[Instructions for the task]: Your task is to reproduce the entries below word for word.

******************************

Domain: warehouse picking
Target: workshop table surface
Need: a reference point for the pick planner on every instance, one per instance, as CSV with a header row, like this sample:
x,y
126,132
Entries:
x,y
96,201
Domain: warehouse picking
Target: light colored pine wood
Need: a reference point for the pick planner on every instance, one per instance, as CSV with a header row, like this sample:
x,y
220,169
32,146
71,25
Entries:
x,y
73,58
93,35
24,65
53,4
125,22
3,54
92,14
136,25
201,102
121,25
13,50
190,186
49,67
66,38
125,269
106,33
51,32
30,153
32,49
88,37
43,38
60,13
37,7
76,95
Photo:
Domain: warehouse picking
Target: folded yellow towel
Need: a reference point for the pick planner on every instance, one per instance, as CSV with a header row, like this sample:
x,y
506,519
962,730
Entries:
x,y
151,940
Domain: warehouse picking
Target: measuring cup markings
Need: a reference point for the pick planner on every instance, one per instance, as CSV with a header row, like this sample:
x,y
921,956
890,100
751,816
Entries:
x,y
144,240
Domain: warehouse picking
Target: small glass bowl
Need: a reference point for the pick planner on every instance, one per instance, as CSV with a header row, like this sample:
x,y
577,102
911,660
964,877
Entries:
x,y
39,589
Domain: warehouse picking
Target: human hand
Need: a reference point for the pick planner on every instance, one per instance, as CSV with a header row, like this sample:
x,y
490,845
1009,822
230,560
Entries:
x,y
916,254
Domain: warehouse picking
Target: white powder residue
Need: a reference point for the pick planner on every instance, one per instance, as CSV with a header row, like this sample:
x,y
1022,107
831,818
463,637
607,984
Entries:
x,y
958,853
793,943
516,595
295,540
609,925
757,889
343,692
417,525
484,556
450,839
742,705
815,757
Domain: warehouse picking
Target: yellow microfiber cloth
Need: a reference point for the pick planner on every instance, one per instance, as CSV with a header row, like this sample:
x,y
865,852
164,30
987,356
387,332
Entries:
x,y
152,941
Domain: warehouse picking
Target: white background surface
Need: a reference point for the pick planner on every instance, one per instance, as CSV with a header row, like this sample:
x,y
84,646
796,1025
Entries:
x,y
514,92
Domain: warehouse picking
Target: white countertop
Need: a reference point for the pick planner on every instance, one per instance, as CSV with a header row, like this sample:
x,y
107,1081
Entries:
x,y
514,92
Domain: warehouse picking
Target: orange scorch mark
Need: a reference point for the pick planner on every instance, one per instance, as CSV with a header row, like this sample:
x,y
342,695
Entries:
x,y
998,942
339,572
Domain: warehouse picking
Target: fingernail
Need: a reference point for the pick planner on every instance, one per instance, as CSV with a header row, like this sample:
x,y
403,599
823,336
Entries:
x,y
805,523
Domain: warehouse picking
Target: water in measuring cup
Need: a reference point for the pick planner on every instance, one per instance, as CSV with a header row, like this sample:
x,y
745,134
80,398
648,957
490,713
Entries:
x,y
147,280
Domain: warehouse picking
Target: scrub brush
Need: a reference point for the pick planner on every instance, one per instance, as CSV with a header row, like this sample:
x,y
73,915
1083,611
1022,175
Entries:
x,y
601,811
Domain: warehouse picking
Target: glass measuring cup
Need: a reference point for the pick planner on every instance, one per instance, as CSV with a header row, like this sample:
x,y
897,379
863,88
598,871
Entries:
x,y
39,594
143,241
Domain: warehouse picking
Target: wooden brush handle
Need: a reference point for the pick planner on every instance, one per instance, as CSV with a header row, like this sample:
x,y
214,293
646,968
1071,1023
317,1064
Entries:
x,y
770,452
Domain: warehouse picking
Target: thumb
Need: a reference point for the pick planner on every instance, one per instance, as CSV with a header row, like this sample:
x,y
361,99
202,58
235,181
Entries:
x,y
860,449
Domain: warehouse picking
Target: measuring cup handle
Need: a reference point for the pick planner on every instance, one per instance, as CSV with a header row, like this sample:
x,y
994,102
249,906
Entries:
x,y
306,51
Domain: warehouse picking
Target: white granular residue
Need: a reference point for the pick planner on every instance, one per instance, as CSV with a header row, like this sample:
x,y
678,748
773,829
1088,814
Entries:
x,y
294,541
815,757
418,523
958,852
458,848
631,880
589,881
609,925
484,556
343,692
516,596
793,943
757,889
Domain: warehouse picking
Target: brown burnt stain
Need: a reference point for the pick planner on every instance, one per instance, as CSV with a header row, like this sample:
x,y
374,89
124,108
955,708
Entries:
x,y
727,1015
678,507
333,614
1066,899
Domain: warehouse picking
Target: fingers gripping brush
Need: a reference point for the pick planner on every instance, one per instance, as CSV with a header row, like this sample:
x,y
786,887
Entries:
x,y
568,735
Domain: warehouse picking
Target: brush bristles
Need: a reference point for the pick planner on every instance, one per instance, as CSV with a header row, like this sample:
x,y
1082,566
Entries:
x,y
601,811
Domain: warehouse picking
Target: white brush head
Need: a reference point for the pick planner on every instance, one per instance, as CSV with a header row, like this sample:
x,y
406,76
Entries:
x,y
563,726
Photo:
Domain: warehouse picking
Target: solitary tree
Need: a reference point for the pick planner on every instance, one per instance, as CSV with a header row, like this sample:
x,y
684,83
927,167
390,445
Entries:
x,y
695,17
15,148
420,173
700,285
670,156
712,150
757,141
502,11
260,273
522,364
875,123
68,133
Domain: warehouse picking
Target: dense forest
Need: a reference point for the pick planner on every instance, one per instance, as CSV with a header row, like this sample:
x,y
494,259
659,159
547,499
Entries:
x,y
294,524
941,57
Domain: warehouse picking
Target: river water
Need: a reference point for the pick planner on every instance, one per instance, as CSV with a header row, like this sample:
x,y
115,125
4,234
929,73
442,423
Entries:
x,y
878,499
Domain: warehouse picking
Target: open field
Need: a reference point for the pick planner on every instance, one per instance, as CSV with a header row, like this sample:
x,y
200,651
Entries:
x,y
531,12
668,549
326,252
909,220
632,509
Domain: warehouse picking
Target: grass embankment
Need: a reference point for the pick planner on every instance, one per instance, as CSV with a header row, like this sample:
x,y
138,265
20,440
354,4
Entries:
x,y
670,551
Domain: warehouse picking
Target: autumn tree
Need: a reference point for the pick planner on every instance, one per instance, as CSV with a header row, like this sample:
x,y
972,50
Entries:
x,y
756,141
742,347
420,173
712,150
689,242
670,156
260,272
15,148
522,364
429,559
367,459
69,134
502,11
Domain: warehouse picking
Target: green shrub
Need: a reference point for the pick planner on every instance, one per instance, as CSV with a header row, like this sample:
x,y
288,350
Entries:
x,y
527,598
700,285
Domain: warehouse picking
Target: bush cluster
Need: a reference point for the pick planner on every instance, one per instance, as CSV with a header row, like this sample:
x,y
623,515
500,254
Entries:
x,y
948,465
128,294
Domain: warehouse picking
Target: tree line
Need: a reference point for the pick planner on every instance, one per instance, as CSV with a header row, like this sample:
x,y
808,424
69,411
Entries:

******************************

[Problem solution]:
Domain: warehouse picking
Target: workshop table surface
Need: a reference point for the pick planner on every instance, one per instance, as CSV with a header row, like this sample:
x,y
126,132
Entries:
x,y
96,201
Domain: warehouse picking
Target: light colored pine wood
Need: a reference point for the pick planner on every instance, one per instance, as CSV with a header row, like this sample:
x,y
220,169
32,146
71,25
Entries:
x,y
73,58
93,35
24,65
53,4
125,22
3,54
92,14
136,25
201,102
121,25
13,50
190,186
49,67
66,38
125,269
106,33
51,32
30,153
32,49
88,37
43,38
60,13
37,7
76,95
Photo:
Domain: warehouse picking
Target: folded yellow towel
Need: a reference point for the pick planner on every instance, one per instance, as CSV with a header row, like this sample:
x,y
506,519
962,730
Entries:
x,y
151,940
Domain: warehouse picking
Target: measuring cup markings
Need: a reference point for the pick planner on every instance, one per instance, as CSV with a header row, like this sample:
x,y
921,956
890,100
751,816
Entries:
x,y
144,240
Domain: warehouse picking
Target: small glass bowl
Need: a reference point for the pick planner on every instance, one per instance, as CSV with a header row, like this sample:
x,y
577,102
911,660
964,877
Entries:
x,y
39,589
Domain: warehouse picking
Target: human hand
Need: a reference point for the pick planner on every instance, one per instance, as CSV with a header row, like this sample:
x,y
490,845
1009,822
230,560
Entries:
x,y
916,254
Domain: warehouse picking
Target: white powder residue
Need: a reference point for the pick planner on every instance, one per instance, as CSV with a header row, like this sample:
x,y
1022,107
831,818
463,637
607,984
Entries:
x,y
958,853
793,943
516,595
295,540
609,925
757,889
343,692
417,525
484,556
450,839
742,705
815,757
Domain: warehouse picking
Target: yellow microfiber cloth
Need: a reference point for the pick planner on every instance, one per instance, as CSV with a header row, like this sample:
x,y
865,852
164,30
987,356
387,332
Entries:
x,y
152,941
Domain: warehouse picking
Target: white background surface
Need: a reference point for the pick planner on every instance, one per instance, as CSV with a header row, like this sample:
x,y
84,646
796,1025
Entries:
x,y
514,92
Domain: warehouse picking
Target: white countertop
Need: a reference point for the pick planner on every instance, one per instance, as CSV with a header row, like this sample:
x,y
107,1081
Entries:
x,y
514,92
Domain: warehouse picking
Target: orange scorch mark
Need: a reference point for the pick planner on every instance, one per instance, as CSV with a header row, like this sample:
x,y
342,695
Entries:
x,y
998,942
339,572
Domain: warehouse picking
Target: fingernail
Need: a reference point for the pick planner on every instance, one per instance, as CSV with a header row, like this sample:
x,y
403,599
823,336
Entries:
x,y
805,523
Domain: warehouse picking
Target: water in measuring cup
Need: a reference point for the pick planner on every instance, one per instance, as CSV with a header row, like this sample:
x,y
745,134
80,398
648,957
490,713
Entries:
x,y
147,280
Domain: warehouse picking
Target: scrub brush
Need: a reference point for the pick planner on every instance, one per instance, as CSV with a header row, like this sample:
x,y
73,915
1083,611
1022,175
Entries:
x,y
601,811
Domain: warehouse picking
Target: glass measuring cup
Need: a reference point for the pick planner on every instance, one per instance, as CSV with a header row, like this sample:
x,y
897,379
863,88
598,871
Entries:
x,y
39,594
143,241
Domain: warehouse picking
Target: wooden brush handle
Need: a reference point for the pick planner on every instance, one per instance, as CSV with a header row, like this sample:
x,y
214,293
646,968
1071,1023
317,1064
Entries:
x,y
770,452
Domain: warehouse picking
Target: thumb
Need: a reference point for the pick planner on every instance, one per instance, as CSV with a header row, like this sample:
x,y
361,99
202,58
235,181
Entries:
x,y
860,449
Domain: warehouse picking
Target: measuring cup handle
Need: a reference point for the pick planner on every instance, one per instance, as CSV with a header row, like this sample:
x,y
994,102
249,906
Entries:
x,y
306,51
Domain: warehouse picking
Target: white granular residue
Need: a reference point for the pick planner on every instance, one per instance, as CSV with a header row, like this sample:
x,y
678,748
773,829
1088,814
Entries:
x,y
294,541
815,757
418,523
958,852
458,848
631,880
589,881
609,925
484,556
343,692
516,596
793,943
757,889
Domain: warehouse picking
Target: brown burnt stain
Need: a reference point for the pick planner on every instance, one per instance, as CSV with a header row, like this sample:
x,y
374,89
124,108
955,708
Entries:
x,y
727,1015
678,507
333,614
1066,899
Domain: warehouse picking
Target: fingers gripping brush
Need: a reference point for the pick planner on every instance, one per instance, as CSV with a header row, like this sample:
x,y
786,887
Entries:
x,y
568,735
Domain: warehouse picking
Target: brush bristles
Need: a reference point for the pick planner on every instance, one per instance, as CSV with a header row, like this sample:
x,y
1082,566
Entries:
x,y
601,811
Domain: warehouse picking
Target: white brush head
Need: a reference point for the pick planner on every instance, one per instance, as CSV with a header row, like this sample:
x,y
406,76
Entries:
x,y
563,726
Photo:
Domain: warehouse picking
Target: solitary tree
Need: a reference point for the pick planner on every instance, one per instance, as CSV with a header row, like this sample:
x,y
684,83
927,167
390,445
Entries:
x,y
695,17
15,148
420,173
700,285
670,156
712,150
757,141
502,11
260,273
522,364
875,123
68,133
Domain: warehouse picking
Target: dense forest
Need: a reference point for the pick planner on every instance, one per instance, as CSV with a header row, like this sample:
x,y
494,259
659,159
547,499
Entries:
x,y
294,524
941,57
Domain: warehouse picking
Target: river water
Need: a reference point for the pick planner on every instance, one per instance, as CSV with a header row, like this sample:
x,y
115,125
4,234
929,73
442,423
Entries:
x,y
878,499
Domain: warehouse picking
Target: open field
Need: a reference point for the pick planner on every instance, one per instance, as CSV with a header row, like this sample:
x,y
200,651
Entries:
x,y
531,12
668,549
326,252
909,220
632,509
Domain: warehouse picking
Target: grass embankment
Need: a reference point for the pick planner on every instance, one per instance, as CSV with a header row, like this sample:
x,y
138,265
20,440
354,4
Entries:
x,y
670,551
Domain: warehouse picking
Target: autumn tree
Need: a reference point for the pick planner on every instance, one per instance, as CSV with a header row, like this sample:
x,y
972,50
Entries:
x,y
756,141
742,347
420,173
712,150
689,242
670,156
260,272
15,148
522,364
429,559
367,459
69,134
502,11
Domain: warehouse picking
Target: green shrub
Need: a reference point for the pick planner on every instance, one per instance, as CSV with a header row, like this sample:
x,y
288,350
Entries:
x,y
527,598
700,285
Domain: warehouse picking
Target: bush cluster
Need: a reference point for the pick planner on every instance, one per instance, as CSV with a header row, like this sample:
x,y
623,515
500,254
Entries:
x,y
948,465
128,294
Domain: warehouse picking
Target: tree line
Need: a reference point for the pick planner on every instance, one per instance, as CSV with a header row, like this sample:
x,y
808,424
69,411
Entries:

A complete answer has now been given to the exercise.